### CONSEGNA
Secondo il testo sul Terminillo, quanti ettari di faggete verrebbero abbattuti con il progetto, e in quale bosco?

### TESTO
Era il 1987 quando gli autori di Terminillo Anno Zero lanciavano un’accorata testimonianza su un disastro interamente consumato sull’arco appenninico reatino. L’intento dello scritto – ritirato dallo stesso editore sotto la pressione della politica locale – era di denunciare un processo, avviato durante il fascismo, che ha avuto come esito una vera e propria “catena di smontaggio della natura”. Gli autori si chiedevano se “il Tetricus Mons fosse ancora la montagna selvaggia cantata da Virgilio, dove maestosa volteggia l’aquila”, oppure se fosse diventata “solo la stazione sciistica più attrezzata dell’Italia centro-meridionale”.
La montagna “tutta da sciare” è uno dei polmoni verdi del Lazio, eppure dagli anni Trenta del Novecento continua a essere definita la Montagna di Roma, un sobborgo della metropoli, soffocato da residence, alberghi e ville. Il testo ricostruiva le dinamiche speculative in corso sulla montagna reatina, stravolta dalla costruzione di strade, insediamenti turistici, nuovi impianti di risalita, come quelli che il progetto TSM2 ha riproposto nel 2020 e contro il quale le attiviste e gli attivisti di Balia dal Collare tentano di opporsi insieme al cartello delle associazioni #NoTSM.
IL PROGETTO
La montagna del Terminillo è l’esempio di un processo di urbanizzazione dell’ambiente montano, di distruzione degli ecosistemi in favore della speculazione edilizia, autorizzata fin dagli anni Settanta nell’ambito del piano paesistico, definito “piano urbanistico e turistico” della montagna. Da qui nasce il progetto TSM – oggi TSM2 –, Terminillo Stazione Montana, che prevede una spesa di circa sessanta milioni di euro, di cui 13 mila in capo alla regione Lazio e la restante parte affidata a un ignoto investitore privato.
Il progetto prevede la costruzione di dieci impianti di sci da risalita (che si aggiungerebbero a quelli già esistenti e fatiscenti costruiti durante il fascismo); sette nuovi rifugi (al netto di immobili in disuso presenti nell’intera area montana); trentasette chilometri di nastri trasportatori amovibili e l’abbattimento di circa tredici ettari di antiche faggete presenti nel bosco di Vallonina.

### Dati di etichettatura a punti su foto

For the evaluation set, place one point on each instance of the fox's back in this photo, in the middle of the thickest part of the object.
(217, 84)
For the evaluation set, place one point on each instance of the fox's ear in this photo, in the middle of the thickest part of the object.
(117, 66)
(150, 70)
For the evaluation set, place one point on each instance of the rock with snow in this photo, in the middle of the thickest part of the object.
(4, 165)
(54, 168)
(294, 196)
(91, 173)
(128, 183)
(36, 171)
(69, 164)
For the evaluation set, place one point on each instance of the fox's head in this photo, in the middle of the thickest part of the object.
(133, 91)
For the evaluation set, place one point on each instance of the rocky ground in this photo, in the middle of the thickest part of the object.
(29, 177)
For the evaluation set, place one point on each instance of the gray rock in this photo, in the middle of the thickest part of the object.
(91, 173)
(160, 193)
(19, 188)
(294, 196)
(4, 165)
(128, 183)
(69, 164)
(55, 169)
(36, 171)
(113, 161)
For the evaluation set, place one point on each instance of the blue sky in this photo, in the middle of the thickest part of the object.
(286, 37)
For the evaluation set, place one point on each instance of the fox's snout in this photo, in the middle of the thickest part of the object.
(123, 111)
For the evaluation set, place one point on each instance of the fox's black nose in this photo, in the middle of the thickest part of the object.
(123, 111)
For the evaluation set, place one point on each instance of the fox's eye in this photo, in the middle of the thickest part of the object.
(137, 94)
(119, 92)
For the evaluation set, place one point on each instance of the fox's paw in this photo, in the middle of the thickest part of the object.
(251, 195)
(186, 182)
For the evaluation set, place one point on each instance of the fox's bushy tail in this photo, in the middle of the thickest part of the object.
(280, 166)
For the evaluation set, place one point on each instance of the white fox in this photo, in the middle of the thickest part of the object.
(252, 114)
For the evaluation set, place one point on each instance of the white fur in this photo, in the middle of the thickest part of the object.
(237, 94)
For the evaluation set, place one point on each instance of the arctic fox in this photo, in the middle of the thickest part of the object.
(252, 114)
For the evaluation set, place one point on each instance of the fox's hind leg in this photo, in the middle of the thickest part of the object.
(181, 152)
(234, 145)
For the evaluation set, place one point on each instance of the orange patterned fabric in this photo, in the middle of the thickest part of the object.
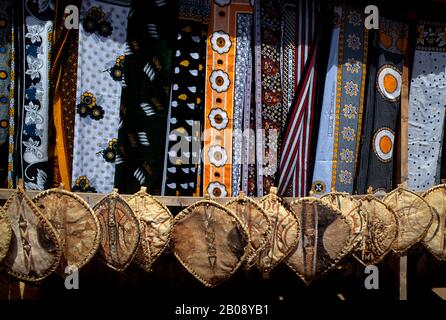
(219, 104)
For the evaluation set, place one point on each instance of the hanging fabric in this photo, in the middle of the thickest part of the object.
(383, 103)
(63, 86)
(11, 105)
(186, 110)
(268, 93)
(427, 103)
(242, 99)
(101, 55)
(145, 99)
(6, 13)
(34, 114)
(341, 116)
(221, 88)
(299, 71)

### RISULTATO DELL'ESERCIZIO
Circa tredici ettari di antiche faggete nel bosco di Vallonina.